> **演習の課題**:
A – 抜粋した本文の「ポンプを使用して薬剤を投与する際、薬剤の効果・効能とバイタルモニタ情報から、現在の患者状態に投与可能かどうか判定する。」という文を英語に訳してください。
B – 抜粋した本文のうち、「(解析)パーソナルデータ14」から始まって「基に危険と判断したかを通知。」で終わる部分を、一字も変えずに書き写してください。

> **抜粋した本文**:
ポンプを使用して薬剤を投与する際、薬剤の効果・効能とバイタルモニタ情報から、現在の患者状態に投与可能かどうか判定する。
(トリガー)ポンプで降圧薬を投与する際、バイタルモニタの血圧が低下状態、または低下傾向にある。
(解析)パーソナルデータ142の処方情報から投与する薬剤の効果効能を取得。パーソナルデータ142のバイタルデータから、現在の血圧情報を取得。
(判定)血圧低下状態であることを検知し、薬剤(降圧薬)の投与が危険であると判断。
(通知)ポンプ本体にフィードバック、警報を発報。併せて、バイタルモニタ側にも血圧情報を点滅するなどして強調表示、どのバイタル情報を基に危険と判断したかを通知。
ポンプを使用して薬剤を投与する際、患者の投与実績と、薬剤の投与間隔情報から、十分な間隔が空いているか判定する。
(トリガー)ポンプで薬剤を投与する際、前回投与からの時間間隔が十分空いていない。
(解析)パーソナルデータの処方情報から、投与する薬剤の推奨投与間隔を取得。パーソナルデータの患者情報から、患者の投与実績を取得。
(判定)投与間隔が不十分であることを検知し、同一薬剤の投与が危険であると判断。
(通知)ポンプ本体にフィードバック、警報を発報し、投与間隔が不十分であることを通知。緊急時は、開始キー長押し等で強制開始することも可能とする。
3つ以上の関連するアラームが同時に発生し、かつ、患者情報にアラートに関連する注意事項か、要状態監視などの注意事項などが存在する場合。
(トリガー)患者情報に血圧を注視する指示があり、以下3つのアラームが同時に発生。
1.ポンプによる下流閉塞警報が発報(=薬剤注入が阻害)
2.バイタルモニタによる血圧低下のアラートが発生(=状態悪化1)

> **データセットに含まれる記録**:

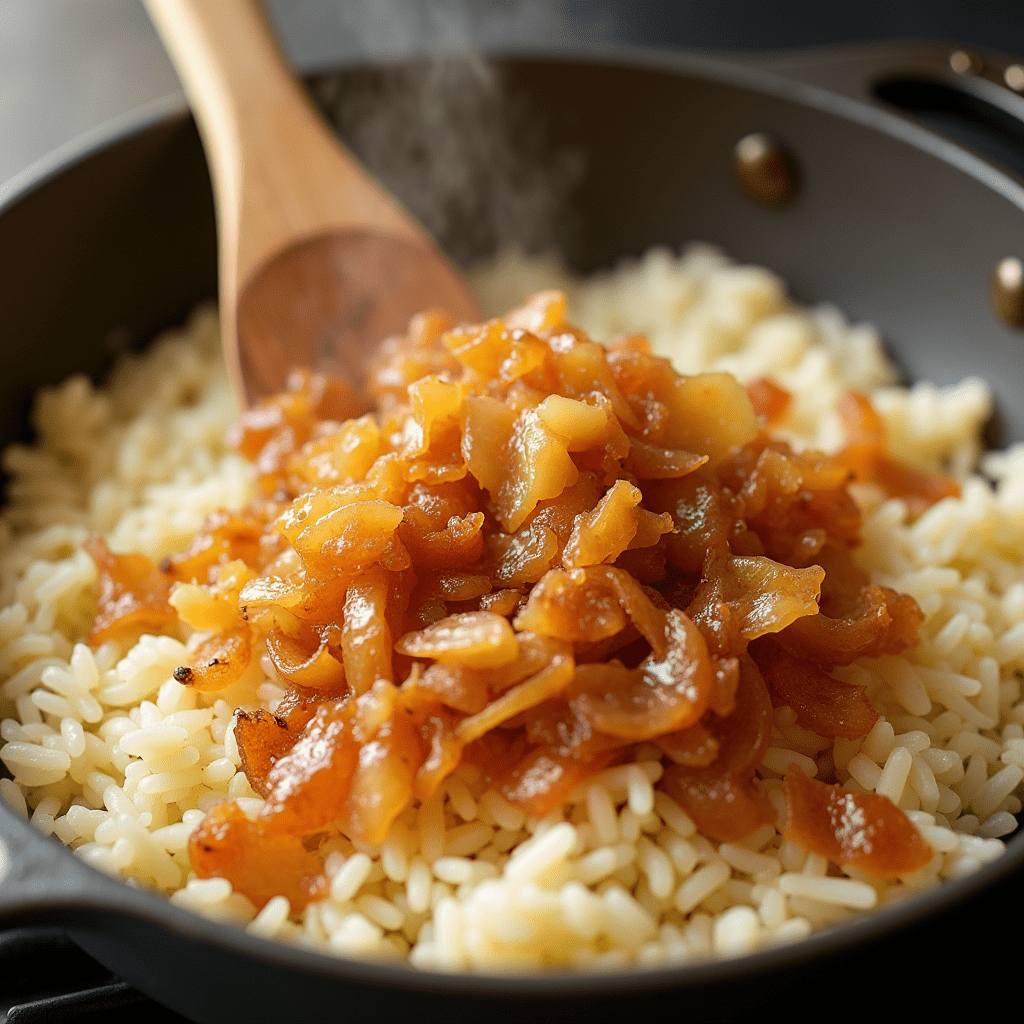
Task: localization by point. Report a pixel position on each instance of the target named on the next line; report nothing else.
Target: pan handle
(43, 882)
(971, 95)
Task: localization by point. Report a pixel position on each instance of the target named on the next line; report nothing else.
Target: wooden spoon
(317, 263)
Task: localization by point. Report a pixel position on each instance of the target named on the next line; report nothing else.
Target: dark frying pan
(896, 224)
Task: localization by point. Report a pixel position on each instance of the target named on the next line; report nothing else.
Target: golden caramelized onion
(537, 554)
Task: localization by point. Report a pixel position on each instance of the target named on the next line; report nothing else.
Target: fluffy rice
(119, 761)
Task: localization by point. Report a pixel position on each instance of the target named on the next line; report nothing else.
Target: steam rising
(448, 134)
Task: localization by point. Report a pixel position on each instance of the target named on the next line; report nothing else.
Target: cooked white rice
(116, 759)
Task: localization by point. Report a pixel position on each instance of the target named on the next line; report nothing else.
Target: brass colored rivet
(1014, 77)
(765, 170)
(966, 62)
(1007, 291)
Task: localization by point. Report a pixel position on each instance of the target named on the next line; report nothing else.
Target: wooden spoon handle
(279, 172)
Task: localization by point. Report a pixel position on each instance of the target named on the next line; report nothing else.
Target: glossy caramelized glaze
(535, 555)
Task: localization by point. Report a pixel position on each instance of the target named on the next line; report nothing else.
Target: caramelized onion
(535, 555)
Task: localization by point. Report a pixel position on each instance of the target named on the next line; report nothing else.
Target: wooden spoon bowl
(317, 262)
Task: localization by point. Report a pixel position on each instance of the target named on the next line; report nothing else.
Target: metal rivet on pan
(966, 62)
(765, 170)
(1007, 291)
(1014, 77)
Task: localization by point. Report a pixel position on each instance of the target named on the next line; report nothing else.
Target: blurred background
(69, 68)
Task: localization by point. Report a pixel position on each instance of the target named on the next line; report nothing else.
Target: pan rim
(158, 911)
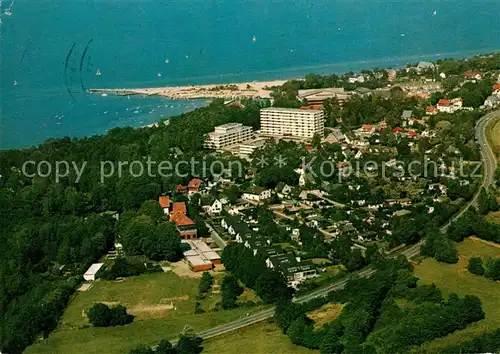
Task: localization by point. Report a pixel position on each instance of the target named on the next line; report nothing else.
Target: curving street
(489, 163)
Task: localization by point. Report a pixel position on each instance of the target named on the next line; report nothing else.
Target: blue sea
(52, 49)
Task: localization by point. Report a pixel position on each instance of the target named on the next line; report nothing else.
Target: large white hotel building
(302, 123)
(227, 135)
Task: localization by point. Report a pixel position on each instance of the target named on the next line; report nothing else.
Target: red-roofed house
(164, 203)
(382, 125)
(179, 207)
(398, 130)
(194, 185)
(473, 75)
(181, 189)
(431, 110)
(412, 134)
(368, 128)
(449, 106)
(185, 226)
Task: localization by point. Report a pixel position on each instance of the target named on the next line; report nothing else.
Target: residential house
(185, 226)
(200, 256)
(283, 190)
(496, 89)
(215, 208)
(256, 193)
(90, 274)
(424, 65)
(194, 186)
(291, 268)
(164, 203)
(450, 106)
(431, 111)
(367, 129)
(492, 101)
(473, 75)
(181, 189)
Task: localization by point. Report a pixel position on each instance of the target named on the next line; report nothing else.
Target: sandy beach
(230, 90)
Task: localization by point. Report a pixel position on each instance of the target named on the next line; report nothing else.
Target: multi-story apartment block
(227, 135)
(302, 123)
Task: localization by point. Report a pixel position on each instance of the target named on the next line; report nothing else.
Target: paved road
(489, 161)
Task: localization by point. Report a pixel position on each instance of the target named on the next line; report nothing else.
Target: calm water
(53, 48)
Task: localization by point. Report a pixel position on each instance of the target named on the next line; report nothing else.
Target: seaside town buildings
(300, 123)
(318, 96)
(227, 135)
(177, 212)
(449, 106)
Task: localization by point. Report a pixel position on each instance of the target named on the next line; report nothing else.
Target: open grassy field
(493, 216)
(456, 278)
(494, 137)
(262, 338)
(163, 304)
(146, 296)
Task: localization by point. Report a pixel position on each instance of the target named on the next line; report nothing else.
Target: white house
(215, 208)
(449, 106)
(492, 101)
(257, 193)
(92, 271)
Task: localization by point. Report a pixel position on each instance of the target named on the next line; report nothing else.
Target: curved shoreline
(254, 89)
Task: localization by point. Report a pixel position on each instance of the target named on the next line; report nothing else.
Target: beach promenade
(227, 91)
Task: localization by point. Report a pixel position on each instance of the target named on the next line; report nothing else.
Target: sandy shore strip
(255, 89)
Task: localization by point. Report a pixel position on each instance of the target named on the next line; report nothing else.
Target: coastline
(251, 89)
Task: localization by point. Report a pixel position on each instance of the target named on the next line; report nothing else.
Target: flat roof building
(92, 271)
(318, 96)
(227, 135)
(201, 257)
(282, 122)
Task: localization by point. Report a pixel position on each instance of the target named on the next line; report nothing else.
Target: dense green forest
(52, 232)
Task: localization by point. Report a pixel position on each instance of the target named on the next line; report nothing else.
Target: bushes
(484, 343)
(252, 271)
(476, 266)
(100, 315)
(230, 290)
(188, 343)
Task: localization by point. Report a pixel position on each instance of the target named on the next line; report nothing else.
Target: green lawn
(456, 278)
(262, 338)
(150, 297)
(493, 134)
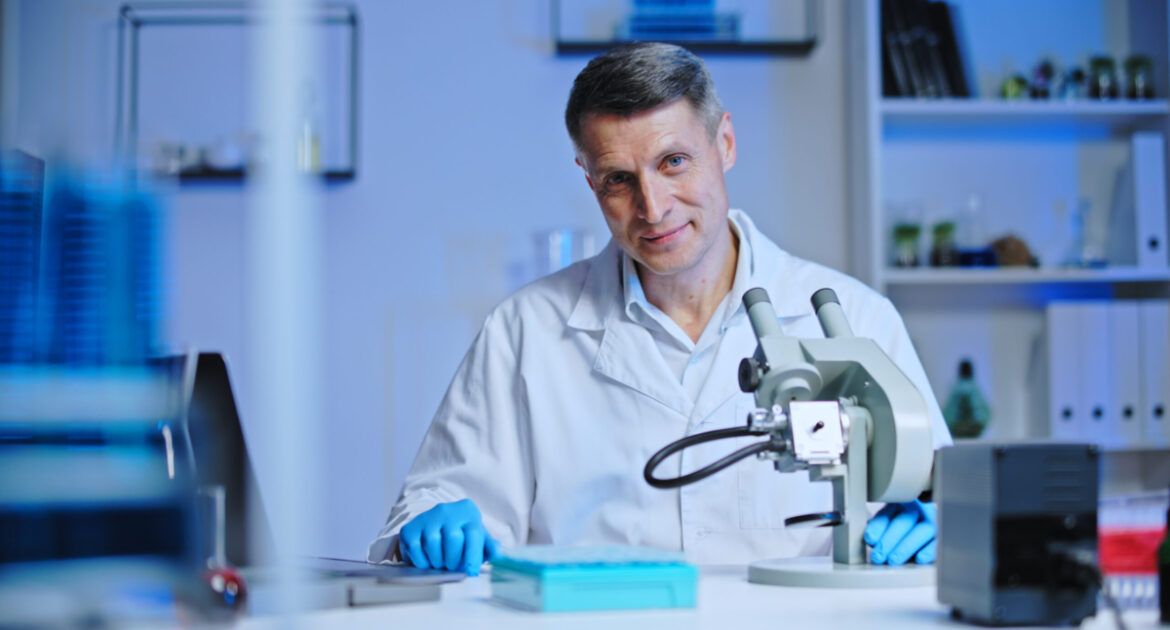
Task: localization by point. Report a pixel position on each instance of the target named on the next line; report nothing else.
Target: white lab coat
(562, 399)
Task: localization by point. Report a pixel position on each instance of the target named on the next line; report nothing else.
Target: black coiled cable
(711, 468)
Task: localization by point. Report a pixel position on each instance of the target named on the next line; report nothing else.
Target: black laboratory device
(1018, 533)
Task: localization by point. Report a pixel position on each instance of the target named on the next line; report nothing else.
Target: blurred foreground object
(1011, 251)
(1018, 533)
(556, 579)
(96, 509)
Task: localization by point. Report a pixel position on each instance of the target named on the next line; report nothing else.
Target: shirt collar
(603, 292)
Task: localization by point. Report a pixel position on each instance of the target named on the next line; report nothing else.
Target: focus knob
(749, 375)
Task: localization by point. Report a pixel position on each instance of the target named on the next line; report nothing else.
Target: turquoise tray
(552, 579)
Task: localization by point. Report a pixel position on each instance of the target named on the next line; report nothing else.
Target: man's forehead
(649, 130)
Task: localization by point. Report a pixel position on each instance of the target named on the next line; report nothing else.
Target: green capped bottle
(967, 411)
(1164, 574)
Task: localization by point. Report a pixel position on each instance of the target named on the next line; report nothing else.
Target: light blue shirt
(689, 361)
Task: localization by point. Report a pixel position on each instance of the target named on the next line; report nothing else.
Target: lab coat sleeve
(477, 446)
(895, 341)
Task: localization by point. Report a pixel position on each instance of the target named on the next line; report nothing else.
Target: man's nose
(655, 199)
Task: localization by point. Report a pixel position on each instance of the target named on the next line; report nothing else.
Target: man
(578, 378)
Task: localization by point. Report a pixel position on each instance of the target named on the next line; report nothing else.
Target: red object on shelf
(1129, 550)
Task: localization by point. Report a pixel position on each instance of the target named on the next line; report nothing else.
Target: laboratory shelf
(1021, 275)
(983, 111)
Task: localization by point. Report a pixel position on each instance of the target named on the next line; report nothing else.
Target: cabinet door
(1124, 333)
(1094, 361)
(1064, 374)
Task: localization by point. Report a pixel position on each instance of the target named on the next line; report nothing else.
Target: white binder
(1094, 362)
(1126, 413)
(1155, 354)
(1148, 156)
(1064, 372)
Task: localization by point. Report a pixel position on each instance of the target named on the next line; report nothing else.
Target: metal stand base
(824, 573)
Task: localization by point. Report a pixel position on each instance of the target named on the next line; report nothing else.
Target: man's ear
(725, 138)
(589, 179)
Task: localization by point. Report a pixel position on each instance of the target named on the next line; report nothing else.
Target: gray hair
(637, 77)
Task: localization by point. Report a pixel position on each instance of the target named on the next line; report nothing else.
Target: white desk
(727, 601)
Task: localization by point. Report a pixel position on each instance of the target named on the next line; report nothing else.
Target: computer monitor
(219, 451)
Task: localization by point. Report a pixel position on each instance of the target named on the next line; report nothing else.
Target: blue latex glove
(901, 532)
(447, 536)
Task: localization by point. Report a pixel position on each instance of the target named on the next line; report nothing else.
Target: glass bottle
(1164, 574)
(943, 252)
(1102, 77)
(967, 411)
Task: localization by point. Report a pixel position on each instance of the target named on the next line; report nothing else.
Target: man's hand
(447, 536)
(901, 532)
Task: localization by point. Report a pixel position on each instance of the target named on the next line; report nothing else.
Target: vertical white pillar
(284, 247)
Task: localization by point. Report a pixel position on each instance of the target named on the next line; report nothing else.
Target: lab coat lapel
(630, 356)
(627, 353)
(723, 382)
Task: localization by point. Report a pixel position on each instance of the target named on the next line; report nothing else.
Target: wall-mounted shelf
(776, 48)
(226, 176)
(1047, 171)
(601, 32)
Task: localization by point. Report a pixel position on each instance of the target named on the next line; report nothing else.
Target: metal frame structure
(132, 16)
(795, 48)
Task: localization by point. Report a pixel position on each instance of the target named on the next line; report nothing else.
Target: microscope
(840, 409)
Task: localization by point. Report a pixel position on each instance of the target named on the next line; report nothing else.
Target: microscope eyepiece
(754, 296)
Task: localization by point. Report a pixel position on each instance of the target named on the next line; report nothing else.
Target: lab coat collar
(626, 353)
(769, 267)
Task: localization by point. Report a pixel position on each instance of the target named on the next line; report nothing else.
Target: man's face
(659, 178)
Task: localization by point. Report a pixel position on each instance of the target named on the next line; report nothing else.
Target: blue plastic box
(552, 579)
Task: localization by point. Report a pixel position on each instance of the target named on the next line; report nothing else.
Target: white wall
(463, 156)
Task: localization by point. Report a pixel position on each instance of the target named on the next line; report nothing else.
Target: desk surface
(727, 601)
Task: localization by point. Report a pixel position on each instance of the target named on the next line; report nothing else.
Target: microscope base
(824, 573)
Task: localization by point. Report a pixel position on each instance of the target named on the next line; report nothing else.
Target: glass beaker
(1102, 77)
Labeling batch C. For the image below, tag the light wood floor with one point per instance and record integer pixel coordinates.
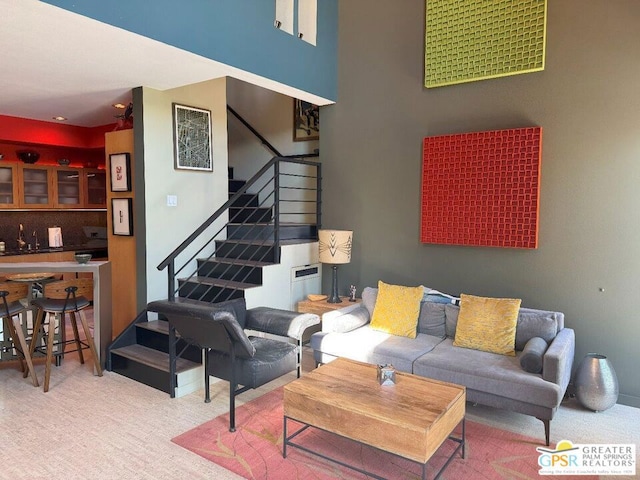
(111, 427)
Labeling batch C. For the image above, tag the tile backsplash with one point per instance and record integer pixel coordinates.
(70, 221)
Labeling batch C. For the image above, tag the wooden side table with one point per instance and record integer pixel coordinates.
(322, 306)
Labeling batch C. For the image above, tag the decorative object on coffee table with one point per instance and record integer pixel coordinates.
(352, 293)
(386, 374)
(335, 249)
(596, 383)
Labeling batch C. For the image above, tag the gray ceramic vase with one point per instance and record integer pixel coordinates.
(596, 383)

> **解答一覧**:
A – When administering a drug with a pump, determine from the drug's effects and indications and the vital monitor information whether it can be given in the patient's current condition.

B –
(解析)パーソナルデータ142の処方情報から投与する薬剤の効果効能を取得。パーソナルデータ142のバイタルデータから、現在の血圧情報を取得。
(判定)血圧低下状態であることを検知し、薬剤(降圧薬)の投与が危険であると判断。
(通知)ポンプ本体にフィードバック、警報を発報。併せて、バイタルモニタ側にも血圧情報を点滅するなどして強調表示、どのバイタル情報を基に危険と判断したかを通知。